### Brief a
Reproduce the passage of the Easter text starting with "When someone says" and going on through "it’s Pagan origins.".

### Text excerpt
+ + + +
When someone says to me “Have a Happy Easter”, or even “Have a Merry Christmas”, I often reply with “You’re welcome!”.  Naturally for most people this is met with surprise, confusion, and wondering if I have a hearing problem.  Usually since these are often people like the checkout person at the local supermarket or the guy that makes my lattes at Starbucks we don’t get into why I’m not just returning the pleasantry and moving on with my day.  I leave the person baffled and that’s that.  But there have been times when I’ve been asked “Huh?  What do you mean?”  And in those cases I always take the opportunity to provide a little knowledge and wisdom about the holiday at the time and it’s Pagan origins.

Most people today celebrate Easter as a day for a big meal with family, the chance to eat chocolate in the shape of unsuspecting rabbits, and the opportunity to make their kids look like idiots as they rip apart the yard or house looking for colored eggs in one form or another.  These people know it’s a Christian religious holiday but they celebrate in a secular way and are often unaware of the connections with the holiday and it’s origins.  Then you have the Christians who either know full well what the meaning and origins of the holiday are but ignore it or deny it, or even better, you get those Christians who refuse to acknowledge the customs associated with the holiday because they don’t tie directly into their mythology.  I have the most respect for those Christians out of all these people, to tell you the truth.

The first thing that makes the holiday suspect is the timing.  Easter, the Christian holiday that celebrates the resurrection of Jesus Christ, doesn’t have a fixed date.  Easter always happens on the first Sunday after the first full moon after the Spring Equinox.  Maybe Jesus wanted to make sure there was moonlight out to light his way home.  Maybe before the Spring Equinox it was too cold to come out of the cave where his body had been laid.  Why are these dates movable when the dates sound like solid events that should have a definite time of occurrence?  In short, it depends on when the Jewish holiday of Passover occurs.  But there’s a longer explanation.
+ + + +
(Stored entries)

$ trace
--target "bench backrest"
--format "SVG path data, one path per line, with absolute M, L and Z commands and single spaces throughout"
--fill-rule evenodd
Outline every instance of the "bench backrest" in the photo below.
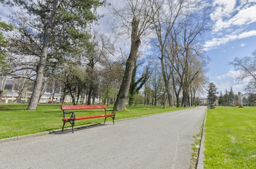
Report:
M 107 109 L 106 105 L 61 105 L 61 110 Z

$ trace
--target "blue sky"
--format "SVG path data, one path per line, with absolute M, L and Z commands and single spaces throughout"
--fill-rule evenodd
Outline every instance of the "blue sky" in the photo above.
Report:
M 238 73 L 228 63 L 256 49 L 256 0 L 213 0 L 212 5 L 212 30 L 204 45 L 212 59 L 206 74 L 219 91 L 229 90 L 232 86 L 235 93 L 244 92 L 235 80 Z
M 224 92 L 232 86 L 235 93 L 244 93 L 243 85 L 235 80 L 238 73 L 228 63 L 236 57 L 250 55 L 256 49 L 256 0 L 212 0 L 211 5 L 212 30 L 205 36 L 203 44 L 212 59 L 206 75 L 219 91 Z M 15 9 L 0 5 L 2 20 L 8 22 L 6 16 Z M 108 10 L 102 7 L 98 11 L 106 16 L 99 21 L 100 29 L 106 31 Z

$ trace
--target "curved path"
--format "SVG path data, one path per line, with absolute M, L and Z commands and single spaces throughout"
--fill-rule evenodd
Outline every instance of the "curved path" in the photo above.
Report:
M 206 109 L 0 143 L 0 168 L 188 169 Z

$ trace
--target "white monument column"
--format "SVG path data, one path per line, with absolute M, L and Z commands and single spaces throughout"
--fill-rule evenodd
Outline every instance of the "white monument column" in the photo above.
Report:
M 243 108 L 243 103 L 242 102 L 242 95 L 241 95 L 241 92 L 238 92 L 238 102 L 239 103 L 239 108 Z

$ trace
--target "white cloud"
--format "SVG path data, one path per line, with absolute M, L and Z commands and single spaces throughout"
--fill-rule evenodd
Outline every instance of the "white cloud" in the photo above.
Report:
M 234 9 L 233 8 L 233 9 Z M 235 11 L 235 10 L 233 11 Z M 213 31 L 213 32 L 217 32 L 233 26 L 241 26 L 248 25 L 256 21 L 256 5 L 248 6 L 247 8 L 242 8 L 239 11 L 236 15 L 226 20 L 223 20 L 223 17 L 221 16 L 222 15 L 221 13 L 216 17 L 212 17 L 212 14 L 211 14 L 212 20 L 213 21 L 216 21 L 214 26 Z M 229 15 L 230 14 L 230 13 L 228 12 L 227 14 Z M 214 16 L 215 15 L 216 15 Z
M 237 94 L 238 92 L 244 93 L 244 84 L 237 84 L 236 81 L 236 76 L 239 74 L 238 71 L 230 70 L 227 73 L 220 76 L 210 77 L 210 81 L 213 82 L 218 88 L 218 91 L 221 91 L 223 94 L 224 94 L 226 89 L 229 91 L 231 86 L 232 86 L 235 94 Z
M 221 38 L 216 38 L 215 37 L 211 40 L 206 41 L 204 47 L 208 49 L 208 50 L 210 50 L 214 47 L 224 45 L 230 41 L 233 41 L 237 39 L 241 39 L 255 35 L 256 35 L 256 30 L 255 30 L 243 32 L 238 35 L 233 35 L 232 34 L 226 35 Z
M 215 21 L 222 17 L 230 17 L 233 11 L 236 3 L 236 0 L 215 0 L 212 3 L 215 10 L 210 14 L 212 20 Z

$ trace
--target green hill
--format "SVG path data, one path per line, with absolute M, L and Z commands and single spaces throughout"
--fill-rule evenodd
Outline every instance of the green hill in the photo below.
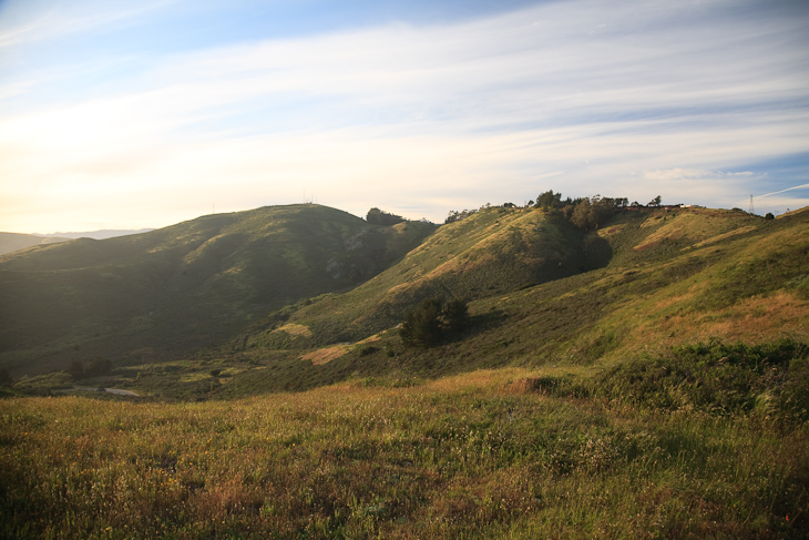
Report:
M 0 233 L 0 255 L 13 253 L 31 246 L 70 242 L 71 238 L 37 236 L 35 234 Z
M 766 221 L 735 211 L 626 210 L 586 235 L 539 210 L 477 217 L 441 227 L 368 283 L 281 313 L 238 347 L 208 356 L 254 363 L 234 368 L 218 391 L 608 365 L 710 339 L 809 342 L 809 211 Z M 531 233 L 542 246 L 535 252 L 524 247 Z M 429 295 L 470 299 L 473 324 L 437 347 L 406 347 L 393 327 Z
M 0 369 L 0 537 L 807 538 L 809 208 L 567 215 L 274 207 L 2 258 L 6 365 L 113 369 Z
M 259 208 L 3 257 L 0 360 L 110 359 L 117 386 L 188 398 L 809 342 L 807 254 L 809 211 L 622 208 L 584 232 L 539 208 L 438 228 Z M 397 326 L 426 298 L 468 302 L 470 326 L 406 346 Z
M 72 359 L 173 358 L 286 304 L 356 286 L 433 228 L 291 205 L 9 254 L 0 258 L 0 359 L 37 371 Z

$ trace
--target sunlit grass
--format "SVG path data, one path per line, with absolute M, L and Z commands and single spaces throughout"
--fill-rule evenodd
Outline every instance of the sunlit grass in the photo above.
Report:
M 229 403 L 0 401 L 11 538 L 803 538 L 806 425 L 480 370 Z

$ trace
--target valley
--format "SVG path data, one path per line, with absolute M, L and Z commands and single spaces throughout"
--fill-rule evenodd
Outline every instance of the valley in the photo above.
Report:
M 809 208 L 576 215 L 294 205 L 3 256 L 0 536 L 805 538 Z

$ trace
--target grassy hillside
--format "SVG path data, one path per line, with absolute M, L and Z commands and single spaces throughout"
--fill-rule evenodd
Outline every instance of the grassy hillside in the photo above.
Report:
M 58 244 L 60 242 L 69 242 L 70 240 L 55 236 L 37 236 L 33 234 L 0 233 L 0 255 L 31 246 Z
M 130 241 L 153 258 L 84 242 L 4 259 L 3 279 L 59 277 L 71 306 L 86 289 L 65 276 L 114 269 L 184 306 L 161 316 L 253 316 L 82 383 L 142 397 L 66 373 L 0 379 L 0 537 L 809 537 L 809 208 L 632 208 L 586 234 L 489 208 L 423 242 L 424 224 L 331 212 L 256 211 L 269 235 L 208 216 Z M 249 312 L 269 253 L 287 286 L 346 289 L 301 285 Z M 368 261 L 395 264 L 367 281 Z M 404 346 L 396 325 L 427 296 L 465 297 L 471 324 Z
M 10 254 L 0 258 L 0 359 L 35 370 L 177 356 L 255 316 L 355 286 L 433 228 L 291 205 Z
M 487 298 L 606 262 L 587 255 L 578 230 L 540 210 L 488 208 L 442 226 L 396 266 L 348 293 L 317 298 L 288 322 L 306 326 L 313 343 L 360 340 L 396 326 L 426 297 Z M 284 337 L 270 330 L 249 343 L 272 347 Z
M 749 368 L 735 358 L 738 378 Z M 553 384 L 575 375 L 205 404 L 0 400 L 0 536 L 807 538 L 809 431 L 782 395 L 633 396 L 641 370 L 590 394 Z
M 514 221 L 541 216 L 510 212 Z M 535 286 L 520 287 L 515 279 L 511 291 L 493 281 L 503 288 L 470 303 L 472 326 L 463 335 L 428 349 L 406 347 L 395 326 L 417 298 L 399 296 L 387 312 L 386 302 L 412 283 L 432 285 L 423 277 L 453 257 L 430 246 L 450 233 L 441 227 L 400 264 L 347 294 L 316 299 L 270 329 L 175 364 L 171 387 L 182 386 L 188 380 L 183 374 L 201 365 L 227 368 L 204 395 L 239 396 L 349 377 L 407 384 L 477 368 L 611 365 L 711 338 L 809 343 L 809 212 L 765 221 L 702 208 L 627 211 L 581 238 L 580 245 L 597 246 L 600 256 L 610 252 L 605 266 Z M 567 234 L 575 238 L 575 232 Z M 416 257 L 433 266 L 414 268 Z M 331 322 L 334 328 L 327 326 Z M 155 378 L 165 377 L 154 369 Z M 122 381 L 134 385 L 132 375 Z

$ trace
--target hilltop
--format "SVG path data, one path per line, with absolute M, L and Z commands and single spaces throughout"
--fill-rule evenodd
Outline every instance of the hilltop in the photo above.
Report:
+ + + +
### Brief b
Give the rows again, starting with the first line of the rows and going on through the line with "M 243 108 L", with "curved path" swapped for "winding path" and nothing else changed. Leave the pictures out.

### Final answer a
When someone says to me “Have a Happy Easter”, or even “Have a Merry Christmas”, I often reply with “You’re welcome!”.  Naturally for most people this is met with surprise, confusion, and wondering if I have a hearing problem.  Usually since these are often people like the checkout person at the local supermarket or the guy that makes my lattes at Starbucks we don’t get into why I’m not just returning the pleasantry and moving on with my day.  I leave the person baffled and that’s that.  But there have been times when I’ve been asked “Huh?  What do you mean?”  And in those cases I always take the opportunity to provide a little knowledge and wisdom about the holiday at the time and it’s Pagan origins.

### Final answer b
$ trace
--target "bench backrest"
--format "SVG path data, one path per line, with absolute M, L and Z commands and single spaces throughout"
--fill-rule evenodd
Outline every instance of the "bench backrest" in the photo below.
Report:
M 107 109 L 106 105 L 61 105 L 61 110 Z

$ trace
--target "blue sky"
--format "SVG path data, one path per line, with absolute M, L and Z commands and single spaces throughout"
--fill-rule evenodd
Outline every instance of the "blue sky" in the photo above.
Report:
M 238 73 L 228 63 L 256 49 L 256 0 L 213 0 L 212 5 L 212 30 L 204 45 L 212 59 L 206 74 L 219 91 L 229 90 L 232 86 L 235 93 L 244 92 L 235 80 Z
M 224 92 L 232 86 L 235 93 L 244 93 L 243 85 L 235 80 L 238 73 L 228 63 L 236 57 L 250 55 L 256 49 L 256 0 L 212 0 L 211 5 L 212 30 L 205 36 L 203 44 L 212 59 L 206 75 L 219 91 Z M 15 9 L 0 5 L 2 20 L 8 22 L 6 16 Z M 108 10 L 102 7 L 98 11 L 106 16 L 99 21 L 100 29 L 106 31 Z

$ trace
--target "winding path"
--format "SVG path data, one path per line, with absolute M, L and Z commands and single spaces throughout"
--fill-rule evenodd
Outline every instance of the "winding path" in the photo above.
Report:
M 206 109 L 0 143 L 0 168 L 188 169 Z

$ trace
--target "white monument column"
--format "SVG path data, one path per line, with absolute M, L and Z commands and single spaces throughout"
--fill-rule evenodd
Outline every instance of the "white monument column" in the photo above.
Report:
M 243 108 L 243 103 L 242 102 L 242 95 L 241 95 L 241 92 L 238 92 L 238 102 L 239 103 L 239 108 Z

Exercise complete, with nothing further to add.